▶ PROBLEM A
In the passage about Colorado College students teaching in La Veta, set down the words from "In another classroom" to "joys of science." without any changes.
▶ PROBLEM B
Render this sentence from the passage about Colorado College students teaching in La Veta into Spanish: "The students learn how to make a hypothesis based on a science experiment that is also seemingly a magic trick using food coloring, strips of paper, and cups of water."
▶ PROBLEM C
According to Taber in the passage about Colorado College students teaching in La Veta, how many of Colorado's counties are classified as rural?

▶ EXCERPT TO READ
[Start of section]
For Mei, the effort and planning was worth the unique experience of learning the craft of teaching in such an intense amount of time. At Colorado College students can choose to extend their Winter Break or return early and take a nine-day Half-Block class. Some courses, like Taber's, are not for credit but rather are designed to gain valuable skills or work-related knowledge. Taber's Dynamic Half-Block class is a form of transformative service learning, where CC students are given the opportunity to learn from rural teachers and give back with their own knowledge and skills. The result is for participants to challenge current assumptions about rural schools and an elite liberal arts institution, and then act upon those changes.
"Vacation time is overrated," says Mei. "I just feel so happy and it is just super rewarding."
In another classroom Danny Zamudio '21 and Carissa Sherman '21 work with the district's only fifth-grade class. Exclamations of joy erupt in the room and set the tone for the lesson as Sherman goes over the rules of safety and hands out brightly colored neon lab goggles and CC monogrammed lab jackets. As they snap the goggles onto their heads, the students give Sherman their full attention with their pencils poised above notebooks and cowboy boots tucked under desks. The students learn how to make a hypothesis based on a science experiment that is also seemingly a magic trick using food coloring, strips of paper, and cups of water. The room is fully engaged. The tools that CC students are using for the experiments, the lesson plans, and the purchased curriculum provided by CC will all stay so that La Veta teachers can continue to engage their students in the joys of science.
It is a two-way street though. For Taber, the lessons that can be taken from some of the successes in rural education is what has him hooked on the partnership.
"There are 174 counties in Colorado and 104 are classified as rural," says Taber. "I feel like there has to be a shift. It has always been from city to rural when it comes to state education decision making. Why can't it be rural to city? I want to look at what rural school leadership is doing and why they are successful in ways that cities are not. I want to know what we can learn."
[End of section]
▶ STUDY MATERIAL
[Start of section]
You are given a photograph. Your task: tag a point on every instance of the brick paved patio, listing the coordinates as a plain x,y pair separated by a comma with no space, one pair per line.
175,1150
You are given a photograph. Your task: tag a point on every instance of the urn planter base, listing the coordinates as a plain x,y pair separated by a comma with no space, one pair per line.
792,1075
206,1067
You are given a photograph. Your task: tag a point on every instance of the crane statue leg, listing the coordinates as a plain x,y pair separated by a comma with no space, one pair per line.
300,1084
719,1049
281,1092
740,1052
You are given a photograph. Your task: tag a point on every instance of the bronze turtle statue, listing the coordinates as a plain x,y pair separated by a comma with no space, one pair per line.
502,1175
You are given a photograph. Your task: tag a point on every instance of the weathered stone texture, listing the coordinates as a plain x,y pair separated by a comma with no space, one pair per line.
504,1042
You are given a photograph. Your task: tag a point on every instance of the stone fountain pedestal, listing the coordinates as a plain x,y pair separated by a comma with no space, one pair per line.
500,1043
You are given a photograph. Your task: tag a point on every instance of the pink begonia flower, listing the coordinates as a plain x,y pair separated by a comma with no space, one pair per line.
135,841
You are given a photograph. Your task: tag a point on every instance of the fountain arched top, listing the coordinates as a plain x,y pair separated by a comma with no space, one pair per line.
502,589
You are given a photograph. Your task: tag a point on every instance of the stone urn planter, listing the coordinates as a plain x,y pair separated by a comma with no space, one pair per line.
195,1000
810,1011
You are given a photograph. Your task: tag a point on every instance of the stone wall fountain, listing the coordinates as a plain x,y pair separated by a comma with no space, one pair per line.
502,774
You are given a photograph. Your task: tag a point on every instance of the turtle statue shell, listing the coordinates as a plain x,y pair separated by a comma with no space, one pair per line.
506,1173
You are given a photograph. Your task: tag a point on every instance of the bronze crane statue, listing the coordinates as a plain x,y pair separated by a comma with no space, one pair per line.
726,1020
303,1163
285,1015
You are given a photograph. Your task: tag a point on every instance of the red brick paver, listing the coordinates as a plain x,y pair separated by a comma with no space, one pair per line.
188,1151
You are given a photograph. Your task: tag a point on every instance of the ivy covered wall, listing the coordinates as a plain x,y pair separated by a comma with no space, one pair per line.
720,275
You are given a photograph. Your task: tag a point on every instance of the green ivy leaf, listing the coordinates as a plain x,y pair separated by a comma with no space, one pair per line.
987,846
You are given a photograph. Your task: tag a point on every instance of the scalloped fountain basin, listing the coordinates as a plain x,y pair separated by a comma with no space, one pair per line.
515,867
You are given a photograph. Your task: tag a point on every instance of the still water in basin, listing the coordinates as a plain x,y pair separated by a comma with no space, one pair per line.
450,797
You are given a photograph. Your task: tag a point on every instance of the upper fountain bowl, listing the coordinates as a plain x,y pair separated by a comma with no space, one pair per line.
[End of section]
▶ OUTPUT A
In another classroom Danny Zamudio '21 and Carissa Sherman '21 work with the district's only fifth-grade class. Exclamations of joy erupt in the room and set the tone for the lesson as Sherman goes over the rules of safety and hands out brightly colored neon lab goggles and CC monogrammed lab jackets. As they snap the goggles onto their heads, the students give Sherman their full attention with their pencils poised above notebooks and cowboy boots tucked under desks. The students learn how to make a hypothesis based on a science experiment that is also seemingly a magic trick using food coloring, strips of paper, and cups of water. The room is fully engaged. The tools that CC students are using for the experiments, the lesson plans, and the purchased curriculum provided by CC will all stay so that La Veta teachers can continue to engage their students in the joys of science.

▶ OUTPUT B
Los estudiantes aprenden a formular una hipótesis a partir de un experimento científico que también parece ser un truco de magia, usando colorante alimentario, tiras de papel y vasos de agua.

▶ OUTPUT C
104 of Colorado's 174 counties.